** Opening Source extract block **

Facultative stabilization ponds stratify with an aerobic surface layer and an anaerobic layer below the surface. The aerobic surface layer limits release of malodorous gas from the anaerobic benthic zone. Algae and cyanobacteria typically grow in the aerobic zone and provide bacteria in the pond with plenty of oxygen during the daytime. However, algal photorespiration may consume oxygen during night time when it is dark. Waste stabilization ponds with large algal populations may show significant diurnal fluctuation in oxygen concentrations with a peak in the late afternoon, and a minimum at dawn.

Kinds of algae growing in treatment ponds include green, red and brown algae.

** Closing Source extract block **

# Brief A:
Using the passage on stabilization ponds, decide whether each statement agrees with it: (i) In facultative stabilization ponds, the aerobic layer lies beneath the anaerobic layer. (ii) In waste stabilization ponds with large algal populations, oxygen concentration reaches its minimum at dawn. (iii) Brown algae are among the kinds of algae that grow in treatment ponds. Answer yes or no for each and quote the words that decide it.
# Brief B:
According to the passage on stabilization ponds, what limits the release of malodorous gas from the anaerobic benthic zone?

** Opening Data section block **

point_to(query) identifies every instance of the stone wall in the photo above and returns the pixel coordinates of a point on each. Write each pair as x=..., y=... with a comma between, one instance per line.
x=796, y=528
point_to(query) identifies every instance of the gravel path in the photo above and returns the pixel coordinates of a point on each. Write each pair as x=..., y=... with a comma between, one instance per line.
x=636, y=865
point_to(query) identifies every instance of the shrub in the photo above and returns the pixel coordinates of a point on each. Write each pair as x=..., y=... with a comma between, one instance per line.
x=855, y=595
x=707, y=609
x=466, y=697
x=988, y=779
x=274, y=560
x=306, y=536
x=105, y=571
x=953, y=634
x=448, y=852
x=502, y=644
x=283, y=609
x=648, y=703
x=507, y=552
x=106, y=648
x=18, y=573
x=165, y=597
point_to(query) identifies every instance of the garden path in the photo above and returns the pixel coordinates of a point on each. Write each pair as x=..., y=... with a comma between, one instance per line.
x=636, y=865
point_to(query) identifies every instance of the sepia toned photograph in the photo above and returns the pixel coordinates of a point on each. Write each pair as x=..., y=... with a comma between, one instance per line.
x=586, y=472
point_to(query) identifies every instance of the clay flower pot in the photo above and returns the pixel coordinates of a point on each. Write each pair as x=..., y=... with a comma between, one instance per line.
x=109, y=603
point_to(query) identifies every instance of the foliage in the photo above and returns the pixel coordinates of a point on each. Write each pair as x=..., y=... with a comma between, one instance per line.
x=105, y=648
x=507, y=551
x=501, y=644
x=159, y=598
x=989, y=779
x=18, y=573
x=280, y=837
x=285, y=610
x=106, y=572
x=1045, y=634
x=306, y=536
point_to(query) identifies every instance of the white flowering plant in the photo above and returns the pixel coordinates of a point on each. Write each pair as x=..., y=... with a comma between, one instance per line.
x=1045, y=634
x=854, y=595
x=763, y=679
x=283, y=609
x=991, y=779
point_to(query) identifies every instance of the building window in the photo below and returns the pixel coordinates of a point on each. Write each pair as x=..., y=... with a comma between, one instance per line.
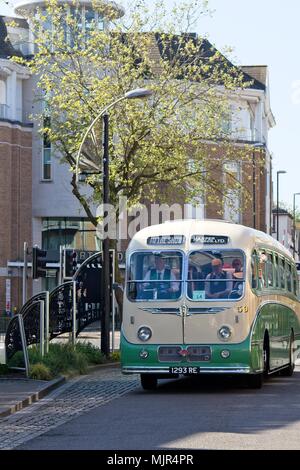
x=232, y=199
x=3, y=105
x=72, y=233
x=47, y=173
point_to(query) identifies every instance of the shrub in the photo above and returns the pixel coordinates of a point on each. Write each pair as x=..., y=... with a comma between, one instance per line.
x=40, y=371
x=115, y=356
x=91, y=352
x=4, y=369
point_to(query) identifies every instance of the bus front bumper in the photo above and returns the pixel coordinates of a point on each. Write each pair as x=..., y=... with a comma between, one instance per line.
x=203, y=370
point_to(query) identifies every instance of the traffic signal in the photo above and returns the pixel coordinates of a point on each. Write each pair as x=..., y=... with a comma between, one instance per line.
x=74, y=262
x=38, y=262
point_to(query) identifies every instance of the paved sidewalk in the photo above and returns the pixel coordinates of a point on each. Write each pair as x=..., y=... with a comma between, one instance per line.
x=16, y=393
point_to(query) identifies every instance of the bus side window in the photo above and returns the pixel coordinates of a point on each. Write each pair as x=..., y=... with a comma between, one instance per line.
x=289, y=276
x=262, y=270
x=281, y=274
x=295, y=281
x=269, y=269
x=276, y=271
x=254, y=270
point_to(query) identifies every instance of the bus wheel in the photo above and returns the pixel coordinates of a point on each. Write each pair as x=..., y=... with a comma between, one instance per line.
x=148, y=381
x=266, y=356
x=289, y=370
x=255, y=380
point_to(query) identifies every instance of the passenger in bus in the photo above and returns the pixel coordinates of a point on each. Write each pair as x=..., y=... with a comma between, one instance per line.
x=238, y=273
x=163, y=288
x=219, y=284
x=194, y=280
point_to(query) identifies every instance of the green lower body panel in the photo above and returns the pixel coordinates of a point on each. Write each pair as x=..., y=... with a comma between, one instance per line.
x=238, y=361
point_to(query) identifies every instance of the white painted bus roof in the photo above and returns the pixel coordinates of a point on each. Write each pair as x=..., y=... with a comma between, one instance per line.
x=240, y=236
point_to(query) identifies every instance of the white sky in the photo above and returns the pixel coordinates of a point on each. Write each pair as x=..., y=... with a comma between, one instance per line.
x=263, y=32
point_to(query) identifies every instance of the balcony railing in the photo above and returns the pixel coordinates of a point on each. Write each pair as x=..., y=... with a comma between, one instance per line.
x=4, y=109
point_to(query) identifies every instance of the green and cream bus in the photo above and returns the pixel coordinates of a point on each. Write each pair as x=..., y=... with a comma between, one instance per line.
x=208, y=297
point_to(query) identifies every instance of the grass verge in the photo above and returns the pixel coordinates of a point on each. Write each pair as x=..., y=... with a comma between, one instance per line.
x=61, y=359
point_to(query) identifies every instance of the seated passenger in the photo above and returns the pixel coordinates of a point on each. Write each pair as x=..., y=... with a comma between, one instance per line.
x=217, y=287
x=163, y=288
x=238, y=273
x=194, y=281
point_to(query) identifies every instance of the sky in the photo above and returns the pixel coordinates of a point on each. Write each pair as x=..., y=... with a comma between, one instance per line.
x=263, y=32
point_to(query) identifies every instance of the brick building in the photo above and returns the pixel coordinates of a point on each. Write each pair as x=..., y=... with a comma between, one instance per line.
x=15, y=174
x=36, y=201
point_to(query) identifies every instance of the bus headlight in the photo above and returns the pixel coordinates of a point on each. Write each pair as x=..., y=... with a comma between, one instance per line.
x=144, y=354
x=144, y=333
x=225, y=353
x=224, y=333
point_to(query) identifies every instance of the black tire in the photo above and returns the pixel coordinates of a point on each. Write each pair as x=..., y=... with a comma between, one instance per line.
x=289, y=370
x=266, y=356
x=148, y=381
x=255, y=380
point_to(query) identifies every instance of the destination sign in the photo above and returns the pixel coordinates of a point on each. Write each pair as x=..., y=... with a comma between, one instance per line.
x=210, y=239
x=166, y=240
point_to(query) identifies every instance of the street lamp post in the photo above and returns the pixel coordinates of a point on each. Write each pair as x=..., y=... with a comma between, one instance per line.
x=255, y=146
x=294, y=223
x=280, y=172
x=105, y=278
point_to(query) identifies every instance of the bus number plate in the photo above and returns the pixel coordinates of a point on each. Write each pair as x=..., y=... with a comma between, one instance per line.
x=184, y=370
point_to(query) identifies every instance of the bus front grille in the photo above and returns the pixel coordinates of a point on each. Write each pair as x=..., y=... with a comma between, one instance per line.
x=179, y=354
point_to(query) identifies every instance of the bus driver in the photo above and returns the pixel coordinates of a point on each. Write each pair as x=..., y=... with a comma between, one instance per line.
x=162, y=273
x=217, y=287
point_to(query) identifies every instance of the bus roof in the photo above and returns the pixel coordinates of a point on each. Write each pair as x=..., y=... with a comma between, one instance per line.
x=228, y=234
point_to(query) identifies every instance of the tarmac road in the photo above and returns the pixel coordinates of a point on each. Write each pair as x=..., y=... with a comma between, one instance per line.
x=185, y=414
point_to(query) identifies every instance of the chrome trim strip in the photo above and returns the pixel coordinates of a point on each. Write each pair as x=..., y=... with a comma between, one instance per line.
x=195, y=310
x=165, y=310
x=203, y=370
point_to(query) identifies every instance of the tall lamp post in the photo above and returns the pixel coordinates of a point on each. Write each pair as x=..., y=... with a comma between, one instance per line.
x=294, y=223
x=258, y=145
x=280, y=172
x=105, y=288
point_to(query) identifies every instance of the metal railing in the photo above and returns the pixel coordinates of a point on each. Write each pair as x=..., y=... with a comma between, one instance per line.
x=4, y=321
x=4, y=110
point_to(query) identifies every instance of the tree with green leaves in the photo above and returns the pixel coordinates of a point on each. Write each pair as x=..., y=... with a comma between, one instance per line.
x=171, y=147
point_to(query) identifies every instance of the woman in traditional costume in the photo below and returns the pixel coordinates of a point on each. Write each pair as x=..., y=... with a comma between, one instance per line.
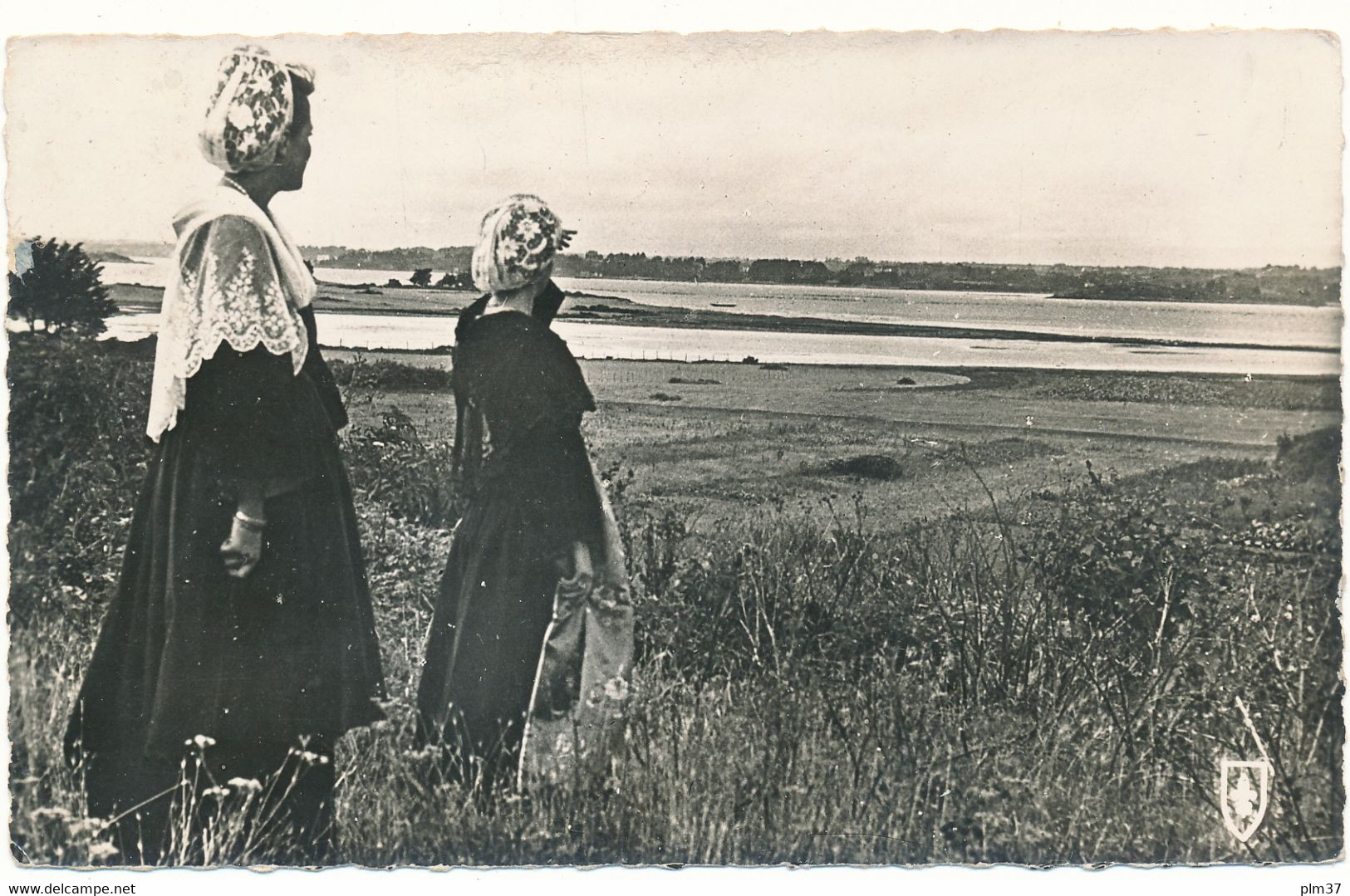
x=531, y=643
x=242, y=634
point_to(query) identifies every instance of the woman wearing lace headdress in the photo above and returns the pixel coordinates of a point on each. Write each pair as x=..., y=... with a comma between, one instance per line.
x=531, y=644
x=242, y=636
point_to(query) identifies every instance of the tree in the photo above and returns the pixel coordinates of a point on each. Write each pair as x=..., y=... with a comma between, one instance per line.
x=57, y=289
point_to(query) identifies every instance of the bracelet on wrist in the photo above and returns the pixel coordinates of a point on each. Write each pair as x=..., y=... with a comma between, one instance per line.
x=253, y=524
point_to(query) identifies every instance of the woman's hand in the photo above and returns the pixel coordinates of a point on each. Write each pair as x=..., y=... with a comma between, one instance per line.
x=243, y=548
x=582, y=574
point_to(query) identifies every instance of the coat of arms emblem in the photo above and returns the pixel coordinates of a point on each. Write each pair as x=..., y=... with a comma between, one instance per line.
x=1244, y=788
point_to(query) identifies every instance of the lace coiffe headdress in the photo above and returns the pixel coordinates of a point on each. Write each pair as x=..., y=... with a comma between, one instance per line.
x=518, y=241
x=252, y=110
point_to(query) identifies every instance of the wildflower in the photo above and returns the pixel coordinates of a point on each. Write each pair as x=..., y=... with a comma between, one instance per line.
x=616, y=688
x=101, y=850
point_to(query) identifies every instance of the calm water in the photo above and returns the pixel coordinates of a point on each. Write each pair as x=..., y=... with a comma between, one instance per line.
x=615, y=340
x=1272, y=326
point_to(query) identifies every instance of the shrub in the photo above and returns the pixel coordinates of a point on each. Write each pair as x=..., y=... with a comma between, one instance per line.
x=58, y=285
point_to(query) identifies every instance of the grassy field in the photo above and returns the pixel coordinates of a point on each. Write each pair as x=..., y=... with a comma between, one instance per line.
x=982, y=617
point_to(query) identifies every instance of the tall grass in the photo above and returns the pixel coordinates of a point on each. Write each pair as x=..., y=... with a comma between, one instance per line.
x=1040, y=678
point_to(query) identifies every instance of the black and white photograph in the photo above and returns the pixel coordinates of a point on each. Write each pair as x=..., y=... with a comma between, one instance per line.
x=729, y=448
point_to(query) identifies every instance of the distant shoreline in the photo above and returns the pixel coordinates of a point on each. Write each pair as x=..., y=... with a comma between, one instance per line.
x=611, y=309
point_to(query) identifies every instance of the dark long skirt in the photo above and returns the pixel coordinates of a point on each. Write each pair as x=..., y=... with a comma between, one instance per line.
x=257, y=664
x=494, y=606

** Closing Data section block **

# Answer box A:
(i) No: "an aerobic surface layer and an anaerobic layer below the surface"
(ii) Yes: "a peak in the late afternoon, and a minimum at dawn"
(iii) Yes: "Kinds of algae growing in treatment ponds include green, red and brown algae"

# Answer box B:
The aerobic surface layer.